Goal of the exercise>
Show every line of the listing below that contains the word "seaplane".

= = = =

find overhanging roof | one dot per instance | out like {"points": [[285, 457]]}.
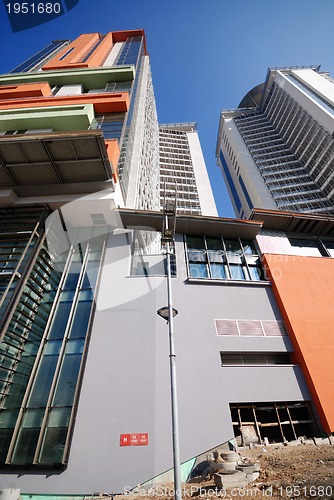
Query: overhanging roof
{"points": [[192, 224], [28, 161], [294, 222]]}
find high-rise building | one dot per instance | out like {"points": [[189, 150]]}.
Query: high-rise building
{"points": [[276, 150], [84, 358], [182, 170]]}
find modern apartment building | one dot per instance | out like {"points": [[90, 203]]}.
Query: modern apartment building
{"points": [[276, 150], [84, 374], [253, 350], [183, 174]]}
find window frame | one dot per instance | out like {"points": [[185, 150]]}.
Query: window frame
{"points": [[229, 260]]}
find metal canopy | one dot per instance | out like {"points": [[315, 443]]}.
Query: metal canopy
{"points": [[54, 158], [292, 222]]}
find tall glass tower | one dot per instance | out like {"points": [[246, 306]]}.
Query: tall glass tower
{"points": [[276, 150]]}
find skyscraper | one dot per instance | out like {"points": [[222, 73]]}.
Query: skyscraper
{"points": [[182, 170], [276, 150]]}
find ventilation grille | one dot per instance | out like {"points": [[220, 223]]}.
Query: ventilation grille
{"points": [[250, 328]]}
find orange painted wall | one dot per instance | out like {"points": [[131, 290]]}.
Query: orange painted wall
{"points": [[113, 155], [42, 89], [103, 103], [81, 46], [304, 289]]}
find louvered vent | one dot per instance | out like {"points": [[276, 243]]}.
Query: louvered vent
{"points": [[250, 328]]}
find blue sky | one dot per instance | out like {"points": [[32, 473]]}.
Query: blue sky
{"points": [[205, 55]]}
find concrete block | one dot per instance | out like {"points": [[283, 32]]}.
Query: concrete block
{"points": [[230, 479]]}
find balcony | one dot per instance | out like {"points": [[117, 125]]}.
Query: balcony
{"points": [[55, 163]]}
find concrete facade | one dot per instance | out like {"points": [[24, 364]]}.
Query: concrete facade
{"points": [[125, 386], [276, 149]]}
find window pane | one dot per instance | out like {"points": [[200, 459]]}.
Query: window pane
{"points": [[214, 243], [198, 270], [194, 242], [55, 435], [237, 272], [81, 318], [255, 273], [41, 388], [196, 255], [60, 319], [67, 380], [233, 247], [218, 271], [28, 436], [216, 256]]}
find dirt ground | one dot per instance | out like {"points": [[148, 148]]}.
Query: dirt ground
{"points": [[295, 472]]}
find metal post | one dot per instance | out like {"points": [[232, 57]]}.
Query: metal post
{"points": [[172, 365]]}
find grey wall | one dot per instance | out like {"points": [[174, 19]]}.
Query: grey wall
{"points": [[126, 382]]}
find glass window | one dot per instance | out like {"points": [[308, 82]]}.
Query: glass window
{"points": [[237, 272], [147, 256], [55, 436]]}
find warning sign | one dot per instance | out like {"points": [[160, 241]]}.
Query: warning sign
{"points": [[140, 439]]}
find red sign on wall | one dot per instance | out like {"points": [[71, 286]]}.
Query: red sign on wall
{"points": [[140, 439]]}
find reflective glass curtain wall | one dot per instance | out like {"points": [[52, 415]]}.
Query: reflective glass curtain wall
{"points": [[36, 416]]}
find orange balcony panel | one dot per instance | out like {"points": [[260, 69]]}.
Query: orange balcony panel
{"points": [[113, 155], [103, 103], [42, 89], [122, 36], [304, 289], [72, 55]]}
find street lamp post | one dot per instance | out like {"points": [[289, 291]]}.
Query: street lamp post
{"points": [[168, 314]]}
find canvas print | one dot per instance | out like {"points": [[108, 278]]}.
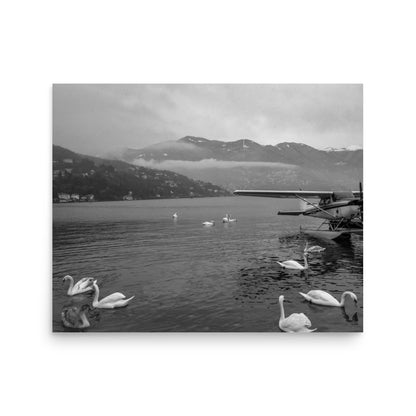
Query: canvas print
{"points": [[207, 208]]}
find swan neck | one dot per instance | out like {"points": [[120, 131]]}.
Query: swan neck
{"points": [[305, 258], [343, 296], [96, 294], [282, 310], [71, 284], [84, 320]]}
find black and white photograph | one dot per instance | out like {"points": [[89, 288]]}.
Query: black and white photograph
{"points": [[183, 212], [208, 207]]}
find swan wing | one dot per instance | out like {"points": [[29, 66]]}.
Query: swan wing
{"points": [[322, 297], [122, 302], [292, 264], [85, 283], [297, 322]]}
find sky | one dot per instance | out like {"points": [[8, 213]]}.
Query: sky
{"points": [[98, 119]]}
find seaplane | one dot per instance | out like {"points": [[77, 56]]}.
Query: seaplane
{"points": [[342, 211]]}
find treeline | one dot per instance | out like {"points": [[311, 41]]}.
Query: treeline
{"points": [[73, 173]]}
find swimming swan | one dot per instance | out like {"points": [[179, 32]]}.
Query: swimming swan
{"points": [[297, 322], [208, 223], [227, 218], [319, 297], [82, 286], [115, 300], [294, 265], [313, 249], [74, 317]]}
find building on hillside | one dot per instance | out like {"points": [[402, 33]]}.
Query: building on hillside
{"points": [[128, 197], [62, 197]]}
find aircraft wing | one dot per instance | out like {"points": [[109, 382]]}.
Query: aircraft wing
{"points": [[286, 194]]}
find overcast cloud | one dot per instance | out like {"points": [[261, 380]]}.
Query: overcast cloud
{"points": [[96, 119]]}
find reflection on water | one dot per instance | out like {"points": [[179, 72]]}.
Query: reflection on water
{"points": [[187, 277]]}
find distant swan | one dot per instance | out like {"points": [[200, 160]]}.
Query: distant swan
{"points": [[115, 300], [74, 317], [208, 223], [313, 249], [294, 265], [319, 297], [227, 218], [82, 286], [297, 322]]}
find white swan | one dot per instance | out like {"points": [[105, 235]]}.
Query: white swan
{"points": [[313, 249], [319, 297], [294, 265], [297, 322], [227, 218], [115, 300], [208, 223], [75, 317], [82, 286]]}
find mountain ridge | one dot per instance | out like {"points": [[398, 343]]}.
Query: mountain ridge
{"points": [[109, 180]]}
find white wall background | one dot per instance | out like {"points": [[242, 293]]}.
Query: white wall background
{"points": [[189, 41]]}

= = = =

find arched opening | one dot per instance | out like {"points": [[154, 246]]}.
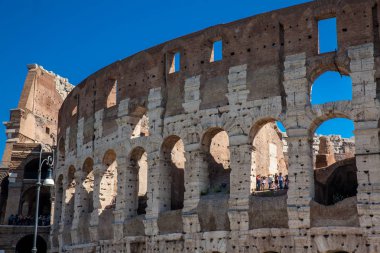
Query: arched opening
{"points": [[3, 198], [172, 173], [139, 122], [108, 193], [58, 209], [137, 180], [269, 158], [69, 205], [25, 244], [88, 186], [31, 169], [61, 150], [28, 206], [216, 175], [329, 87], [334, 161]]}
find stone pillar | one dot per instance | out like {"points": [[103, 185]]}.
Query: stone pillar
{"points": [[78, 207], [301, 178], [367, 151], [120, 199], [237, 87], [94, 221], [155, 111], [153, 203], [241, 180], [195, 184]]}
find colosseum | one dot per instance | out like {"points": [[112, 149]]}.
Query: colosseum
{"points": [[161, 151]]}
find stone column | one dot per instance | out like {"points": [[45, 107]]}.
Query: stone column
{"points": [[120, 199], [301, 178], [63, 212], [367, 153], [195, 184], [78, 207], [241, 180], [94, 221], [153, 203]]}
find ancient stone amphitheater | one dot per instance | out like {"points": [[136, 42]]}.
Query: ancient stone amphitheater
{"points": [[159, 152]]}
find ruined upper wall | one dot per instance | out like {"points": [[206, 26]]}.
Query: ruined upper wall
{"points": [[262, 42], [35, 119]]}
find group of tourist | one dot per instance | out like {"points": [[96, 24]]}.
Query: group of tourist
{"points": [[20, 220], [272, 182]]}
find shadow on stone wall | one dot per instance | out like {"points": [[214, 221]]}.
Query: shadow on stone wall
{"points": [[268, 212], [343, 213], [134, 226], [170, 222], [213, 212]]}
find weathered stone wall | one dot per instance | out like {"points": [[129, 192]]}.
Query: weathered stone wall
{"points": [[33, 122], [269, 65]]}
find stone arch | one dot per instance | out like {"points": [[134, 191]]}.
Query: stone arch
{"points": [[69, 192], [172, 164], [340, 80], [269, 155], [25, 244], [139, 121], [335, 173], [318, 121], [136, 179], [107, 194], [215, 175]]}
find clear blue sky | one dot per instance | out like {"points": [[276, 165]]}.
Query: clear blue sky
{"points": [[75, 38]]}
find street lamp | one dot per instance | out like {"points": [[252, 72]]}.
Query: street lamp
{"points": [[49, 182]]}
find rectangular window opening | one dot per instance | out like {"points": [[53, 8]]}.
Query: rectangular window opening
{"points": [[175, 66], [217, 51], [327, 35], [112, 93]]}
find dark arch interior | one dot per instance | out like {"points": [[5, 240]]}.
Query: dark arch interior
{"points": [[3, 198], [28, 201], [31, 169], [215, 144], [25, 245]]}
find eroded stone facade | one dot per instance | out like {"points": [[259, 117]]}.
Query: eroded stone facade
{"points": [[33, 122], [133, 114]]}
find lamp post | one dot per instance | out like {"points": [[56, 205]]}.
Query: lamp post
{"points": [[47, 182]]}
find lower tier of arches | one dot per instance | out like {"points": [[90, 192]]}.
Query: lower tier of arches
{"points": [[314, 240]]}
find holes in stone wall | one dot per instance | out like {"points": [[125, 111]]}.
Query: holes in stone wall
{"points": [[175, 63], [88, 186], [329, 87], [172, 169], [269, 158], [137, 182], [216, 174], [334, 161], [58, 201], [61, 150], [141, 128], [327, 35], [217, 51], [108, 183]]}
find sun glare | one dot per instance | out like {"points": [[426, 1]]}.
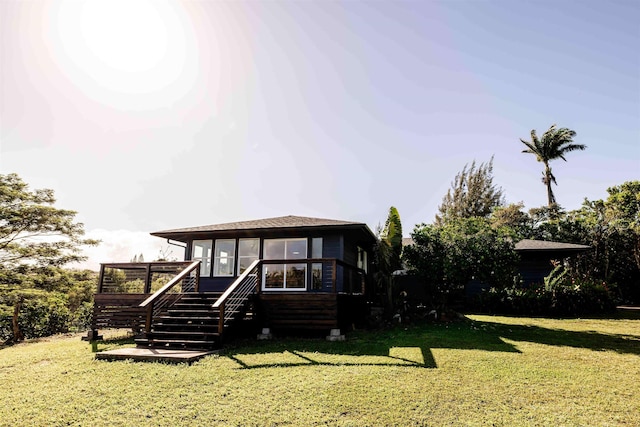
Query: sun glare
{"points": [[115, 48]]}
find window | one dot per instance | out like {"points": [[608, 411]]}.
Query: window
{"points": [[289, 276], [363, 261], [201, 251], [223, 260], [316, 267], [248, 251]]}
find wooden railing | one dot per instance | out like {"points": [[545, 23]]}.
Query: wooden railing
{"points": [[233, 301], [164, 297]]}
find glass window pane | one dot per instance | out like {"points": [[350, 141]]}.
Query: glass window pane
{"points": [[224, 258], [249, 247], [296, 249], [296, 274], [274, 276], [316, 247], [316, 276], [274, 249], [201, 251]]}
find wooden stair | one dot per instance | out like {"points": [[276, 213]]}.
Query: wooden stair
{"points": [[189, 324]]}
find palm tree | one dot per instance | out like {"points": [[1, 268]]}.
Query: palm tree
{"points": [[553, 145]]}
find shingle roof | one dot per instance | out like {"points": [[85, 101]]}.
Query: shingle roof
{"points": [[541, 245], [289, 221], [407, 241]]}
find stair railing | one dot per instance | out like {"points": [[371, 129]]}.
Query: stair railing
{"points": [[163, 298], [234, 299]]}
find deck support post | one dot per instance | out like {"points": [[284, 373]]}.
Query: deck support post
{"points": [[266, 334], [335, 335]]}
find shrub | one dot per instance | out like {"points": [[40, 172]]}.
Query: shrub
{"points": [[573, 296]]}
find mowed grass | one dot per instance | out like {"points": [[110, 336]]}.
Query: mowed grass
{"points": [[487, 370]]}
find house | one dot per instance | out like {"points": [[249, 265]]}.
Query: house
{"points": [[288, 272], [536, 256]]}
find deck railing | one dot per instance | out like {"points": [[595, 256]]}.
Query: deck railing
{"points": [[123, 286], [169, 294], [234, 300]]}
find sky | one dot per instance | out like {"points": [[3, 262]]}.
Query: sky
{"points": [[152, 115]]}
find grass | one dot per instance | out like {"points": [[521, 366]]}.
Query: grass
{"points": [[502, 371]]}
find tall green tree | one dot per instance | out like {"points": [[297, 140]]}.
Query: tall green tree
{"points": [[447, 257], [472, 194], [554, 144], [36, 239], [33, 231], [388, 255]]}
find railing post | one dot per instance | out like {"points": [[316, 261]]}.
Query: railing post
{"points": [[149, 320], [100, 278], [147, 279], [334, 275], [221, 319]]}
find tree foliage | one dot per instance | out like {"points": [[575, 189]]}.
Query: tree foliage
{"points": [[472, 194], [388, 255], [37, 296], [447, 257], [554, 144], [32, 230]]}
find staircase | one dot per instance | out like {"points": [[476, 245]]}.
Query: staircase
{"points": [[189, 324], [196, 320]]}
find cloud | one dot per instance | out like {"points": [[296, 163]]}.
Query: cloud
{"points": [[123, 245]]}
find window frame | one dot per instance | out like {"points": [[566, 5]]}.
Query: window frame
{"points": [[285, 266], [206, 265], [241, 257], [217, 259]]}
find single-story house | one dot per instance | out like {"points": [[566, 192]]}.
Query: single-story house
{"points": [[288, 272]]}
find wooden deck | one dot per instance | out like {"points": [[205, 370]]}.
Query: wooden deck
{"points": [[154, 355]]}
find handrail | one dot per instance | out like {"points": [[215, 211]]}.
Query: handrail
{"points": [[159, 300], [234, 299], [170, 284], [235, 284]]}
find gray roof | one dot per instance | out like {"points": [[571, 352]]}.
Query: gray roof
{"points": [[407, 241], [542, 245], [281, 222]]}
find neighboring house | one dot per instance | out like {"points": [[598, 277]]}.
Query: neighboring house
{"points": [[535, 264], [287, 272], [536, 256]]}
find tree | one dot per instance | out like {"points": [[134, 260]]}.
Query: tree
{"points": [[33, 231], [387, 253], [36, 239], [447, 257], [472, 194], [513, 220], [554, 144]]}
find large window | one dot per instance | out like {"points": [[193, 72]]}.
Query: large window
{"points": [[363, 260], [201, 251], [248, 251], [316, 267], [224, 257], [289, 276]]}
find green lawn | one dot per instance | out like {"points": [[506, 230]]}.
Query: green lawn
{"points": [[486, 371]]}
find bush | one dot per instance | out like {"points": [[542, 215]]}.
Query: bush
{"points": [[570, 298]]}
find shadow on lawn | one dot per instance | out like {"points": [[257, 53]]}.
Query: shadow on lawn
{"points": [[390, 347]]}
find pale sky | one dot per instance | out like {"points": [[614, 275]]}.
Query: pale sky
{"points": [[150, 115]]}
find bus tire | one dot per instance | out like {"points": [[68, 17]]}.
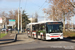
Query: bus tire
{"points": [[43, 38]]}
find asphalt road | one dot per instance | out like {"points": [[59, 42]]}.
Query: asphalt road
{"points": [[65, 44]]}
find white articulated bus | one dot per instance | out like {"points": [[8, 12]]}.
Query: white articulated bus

= = = =

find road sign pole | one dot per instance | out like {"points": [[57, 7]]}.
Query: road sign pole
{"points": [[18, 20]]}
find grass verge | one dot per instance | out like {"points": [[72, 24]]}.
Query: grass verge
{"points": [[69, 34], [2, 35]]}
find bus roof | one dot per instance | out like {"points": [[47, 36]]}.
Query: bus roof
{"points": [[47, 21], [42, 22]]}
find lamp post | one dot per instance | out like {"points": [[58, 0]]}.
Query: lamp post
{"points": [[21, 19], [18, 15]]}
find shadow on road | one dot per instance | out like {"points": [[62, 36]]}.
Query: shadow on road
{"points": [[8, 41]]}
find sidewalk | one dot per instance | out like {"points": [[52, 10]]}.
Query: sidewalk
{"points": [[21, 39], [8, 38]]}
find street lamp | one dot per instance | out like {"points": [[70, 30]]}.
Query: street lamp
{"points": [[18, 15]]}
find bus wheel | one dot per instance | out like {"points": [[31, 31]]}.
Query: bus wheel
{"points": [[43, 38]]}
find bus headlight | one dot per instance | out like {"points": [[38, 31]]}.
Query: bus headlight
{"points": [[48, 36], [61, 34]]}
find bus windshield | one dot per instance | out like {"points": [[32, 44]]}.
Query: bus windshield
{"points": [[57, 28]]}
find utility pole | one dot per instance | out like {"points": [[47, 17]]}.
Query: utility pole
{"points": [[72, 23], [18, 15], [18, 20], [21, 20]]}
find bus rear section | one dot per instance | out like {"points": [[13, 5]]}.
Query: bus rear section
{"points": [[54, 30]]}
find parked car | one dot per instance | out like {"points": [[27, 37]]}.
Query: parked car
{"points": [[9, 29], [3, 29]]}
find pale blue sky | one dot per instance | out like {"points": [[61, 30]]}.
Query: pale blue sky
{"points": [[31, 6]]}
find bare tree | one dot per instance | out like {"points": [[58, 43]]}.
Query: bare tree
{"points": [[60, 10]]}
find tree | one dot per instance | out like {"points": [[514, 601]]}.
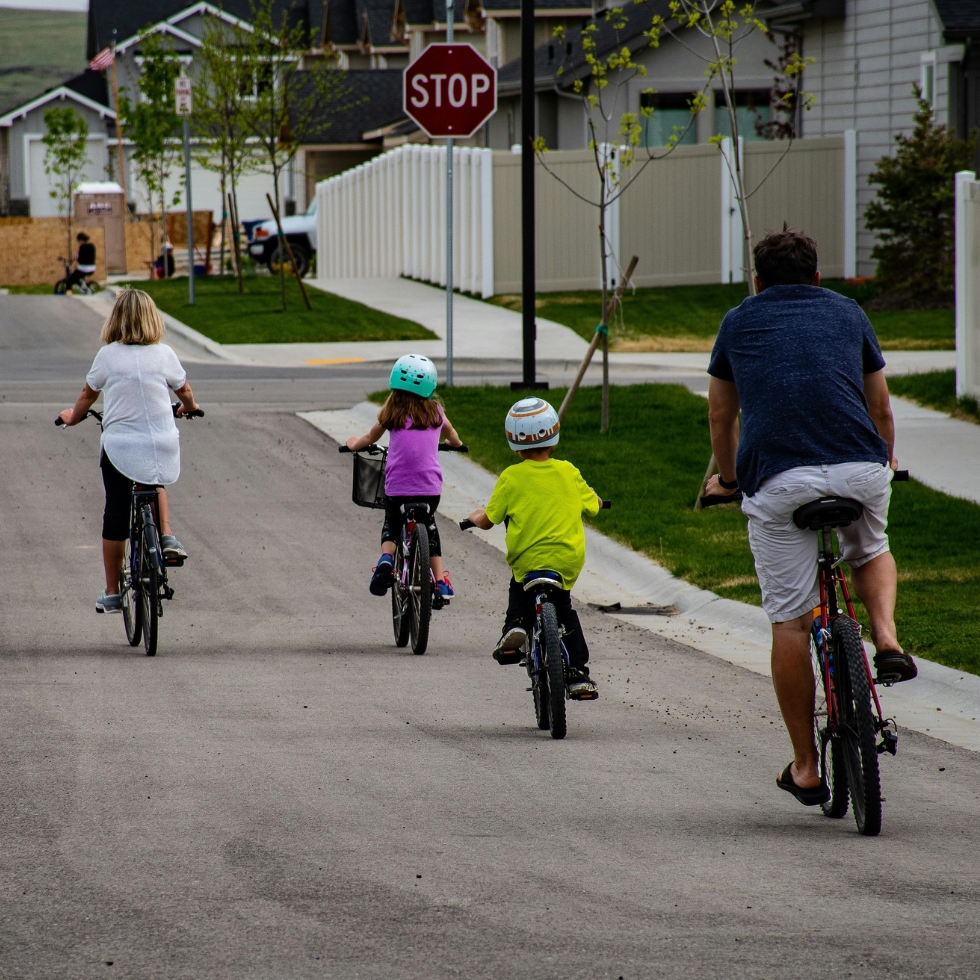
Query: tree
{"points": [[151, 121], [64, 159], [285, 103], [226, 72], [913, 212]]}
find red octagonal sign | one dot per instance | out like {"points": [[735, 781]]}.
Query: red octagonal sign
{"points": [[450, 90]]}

= = = =

Task solution>
find seaplane | one dot per instance | out like {"points": [[77, 56]]}.
Query: seaplane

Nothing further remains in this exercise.